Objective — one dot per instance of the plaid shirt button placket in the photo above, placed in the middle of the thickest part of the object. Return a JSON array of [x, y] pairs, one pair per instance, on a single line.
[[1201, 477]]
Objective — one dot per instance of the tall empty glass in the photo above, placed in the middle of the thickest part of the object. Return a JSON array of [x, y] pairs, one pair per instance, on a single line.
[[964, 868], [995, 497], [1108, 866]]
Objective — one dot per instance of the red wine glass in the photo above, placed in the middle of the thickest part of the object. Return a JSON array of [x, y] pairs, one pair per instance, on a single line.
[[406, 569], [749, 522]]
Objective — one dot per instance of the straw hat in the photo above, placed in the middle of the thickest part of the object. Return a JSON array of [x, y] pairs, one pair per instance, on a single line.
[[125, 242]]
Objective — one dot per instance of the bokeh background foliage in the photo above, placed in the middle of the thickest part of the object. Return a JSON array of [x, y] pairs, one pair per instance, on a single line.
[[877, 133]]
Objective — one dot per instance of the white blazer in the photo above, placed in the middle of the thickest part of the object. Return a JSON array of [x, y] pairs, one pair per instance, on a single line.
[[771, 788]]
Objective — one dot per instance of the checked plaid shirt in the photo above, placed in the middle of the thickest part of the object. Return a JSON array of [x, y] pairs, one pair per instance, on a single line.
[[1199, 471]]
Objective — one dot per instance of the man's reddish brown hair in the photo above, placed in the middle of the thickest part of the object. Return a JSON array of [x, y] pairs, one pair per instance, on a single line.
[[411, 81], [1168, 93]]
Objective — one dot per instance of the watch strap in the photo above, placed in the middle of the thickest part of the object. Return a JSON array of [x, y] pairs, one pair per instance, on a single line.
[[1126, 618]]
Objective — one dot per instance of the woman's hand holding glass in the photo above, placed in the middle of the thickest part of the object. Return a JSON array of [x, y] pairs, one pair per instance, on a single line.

--------------------------------

▶ [Work to be completed]: Write out all the records above one more time, exactly.

▶ [Answer section]:
Objective — one dot per instance of the plaid shirt button placket in the photo above, placed in the middle of the thickest part of the object. Return a JSON array of [x, y] pairs, one pair per instance, on a single line.
[[1201, 477]]
Objective — one dot per instance of the tall empty glass in the photo above, placed in the middle of the thickest part of the object. Return a JSON array of [x, y] pairs, one pair per instance, on a single line.
[[964, 868], [995, 497], [1108, 866]]
Objective — one dot per instance of the red wine glass in the photo above, placed in the middle of the thickest part of the object. Return a JSON array of [x, y] pairs, one pair per instance, on a single line.
[[406, 569], [749, 522]]
Objective — one dot per instance of the straw hat in the photo above, placed in the middle of the thickest part of the object. Return a JSON array of [x, y] pairs, one pair per instance, on a single line.
[[125, 242]]
Objective — one dot per instance of the bokeh background foliage in the photo above, placed in the middle of the thickest part of the object. Return a JSON array of [x, y] pairs, one pair per instance, on a single line.
[[877, 133]]
Objective — one dot per instance of the white blazer in the photo above, placed in the middle of the thickest part of the object. Return a JSON array of [x, y] pairs, one pair per instance, on a single line.
[[771, 788]]
Objective — one dot per instance of the checked plaid shirt in the photo above, placed in the middle of the thickest part of the object. Return a JSON array of [x, y] pairs, one pair per instance, on a single line.
[[1199, 471]]
Objective — one dot per instance of the man's reddish brown hair in the photo above, placed in the middle of the thickest part of the object. Return a JSON array of [x, y] pairs, one pair per instance, on a single line.
[[411, 81], [1168, 93]]
Objective — one dot per instance of the watch strap in the photo above, placed in the middle of the thickest part of the object. Return a JSON array of [x, y] pairs, one pair per instance, on a single line.
[[1126, 618]]
Objective — one dot per instance of the woman's hand holding glass in the photo above, placed in the middle of the thickest part of the object. Return a JSON array of [x, y] pairs, one pair per instance, on a single line.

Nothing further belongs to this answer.